### TASK REQUIREMENTS
Quote the data below in full, please, without altering anything.

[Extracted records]

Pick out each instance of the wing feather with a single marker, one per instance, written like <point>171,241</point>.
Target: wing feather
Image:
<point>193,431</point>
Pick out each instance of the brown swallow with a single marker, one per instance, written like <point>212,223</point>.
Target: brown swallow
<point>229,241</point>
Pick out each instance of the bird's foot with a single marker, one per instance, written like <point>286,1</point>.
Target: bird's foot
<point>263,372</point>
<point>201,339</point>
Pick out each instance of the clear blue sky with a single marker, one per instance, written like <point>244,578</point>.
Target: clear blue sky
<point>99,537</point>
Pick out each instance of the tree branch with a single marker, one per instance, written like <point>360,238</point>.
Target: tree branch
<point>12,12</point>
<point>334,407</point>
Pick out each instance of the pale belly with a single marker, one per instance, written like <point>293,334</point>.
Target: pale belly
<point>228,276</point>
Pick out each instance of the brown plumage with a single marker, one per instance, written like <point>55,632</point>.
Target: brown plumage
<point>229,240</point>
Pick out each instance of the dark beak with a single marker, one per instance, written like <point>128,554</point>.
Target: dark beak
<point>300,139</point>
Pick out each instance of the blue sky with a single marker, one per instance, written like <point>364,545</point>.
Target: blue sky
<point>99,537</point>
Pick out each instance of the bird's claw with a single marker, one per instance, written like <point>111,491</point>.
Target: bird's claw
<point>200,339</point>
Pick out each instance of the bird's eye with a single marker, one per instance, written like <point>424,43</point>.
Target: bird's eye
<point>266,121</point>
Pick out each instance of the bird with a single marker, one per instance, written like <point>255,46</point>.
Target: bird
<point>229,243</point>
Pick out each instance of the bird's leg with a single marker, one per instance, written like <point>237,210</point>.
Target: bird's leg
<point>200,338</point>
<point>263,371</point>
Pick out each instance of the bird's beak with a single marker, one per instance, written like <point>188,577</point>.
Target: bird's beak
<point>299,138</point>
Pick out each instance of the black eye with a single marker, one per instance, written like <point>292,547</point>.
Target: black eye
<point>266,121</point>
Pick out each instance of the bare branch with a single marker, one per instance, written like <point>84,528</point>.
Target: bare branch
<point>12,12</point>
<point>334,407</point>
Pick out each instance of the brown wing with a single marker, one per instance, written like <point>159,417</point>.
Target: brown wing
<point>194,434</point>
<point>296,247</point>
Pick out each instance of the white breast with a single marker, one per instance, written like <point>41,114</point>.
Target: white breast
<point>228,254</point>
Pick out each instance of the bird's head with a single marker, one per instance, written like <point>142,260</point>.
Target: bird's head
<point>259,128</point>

### EXERCISE SOLUTION
Pick out each instance of the wing feather with a single marker, one per instance, written like <point>171,241</point>.
Target: wing feather
Image:
<point>193,431</point>
Pick out each instance of the brown swallow with a single marker, one per instance, written like <point>212,223</point>.
Target: brown swallow
<point>229,241</point>
Pick out each instance of the bird's foot with a single marker, one per instance, written like <point>286,1</point>.
Target: bird's foot
<point>263,372</point>
<point>201,339</point>
Pick out each instance of the clear blue sky with a single marker, one per instance, written like <point>244,578</point>.
Target: clear blue sky
<point>99,537</point>
Pick out each instance of the tree branch with a single marker, one per instance, written like <point>360,238</point>.
Target: tree branch
<point>12,12</point>
<point>334,407</point>
Pick out each instance of the pale belly with a single marker, one per instance, written like <point>293,334</point>.
Target: pale belly
<point>228,276</point>
Pick out each instance of the brown plumage with a single marker, one per instance, written like <point>55,632</point>.
Target: brown plumage
<point>229,240</point>
Pick out each instance of the dark beak with a single marker, one per instance, written like <point>128,554</point>.
Target: dark beak
<point>300,139</point>
Pick out each instance of the blue sky with a single marker, one per instance, written like <point>364,545</point>.
Target: blue sky
<point>99,537</point>
Pick out each instance of the bird's claw with a single marker, one per instance, written like <point>111,491</point>.
Target: bird's claw
<point>200,339</point>
Pick out each instance of the bird's eye with a single marker, one per instance, written like <point>424,43</point>.
Target: bird's eye
<point>266,121</point>
Pick out each instance of the bird with a single marker, one per instance, written like <point>255,46</point>.
Target: bird
<point>229,243</point>
Pick out each instance of the bird's leg with a single marker, one per instance, written like <point>237,210</point>.
Target: bird's leg
<point>200,338</point>
<point>263,371</point>
Pick out each instance of the bird's beak with a single marker, one per instance, written like <point>188,577</point>.
Target: bird's beak
<point>299,138</point>
Pick out each instance of the black eye with a single marker, one per instance, written like <point>292,547</point>.
Target: black eye
<point>266,121</point>
Pick out each instance of the bare branch with a single marker, one per instance, written like <point>84,528</point>.
Target: bare branch
<point>12,12</point>
<point>334,407</point>
Pick out each instance of the brown wing with a single marker, one per instance, written like <point>159,417</point>.
Target: brown wing
<point>194,434</point>
<point>296,247</point>
Pick out each instance of the white breast with a single marker, one per instance, written like <point>41,114</point>.
Target: white breast
<point>228,254</point>
Pick out each instance of the bird's head with a single marker, one per instance, written like <point>142,260</point>.
Target: bird's head
<point>259,128</point>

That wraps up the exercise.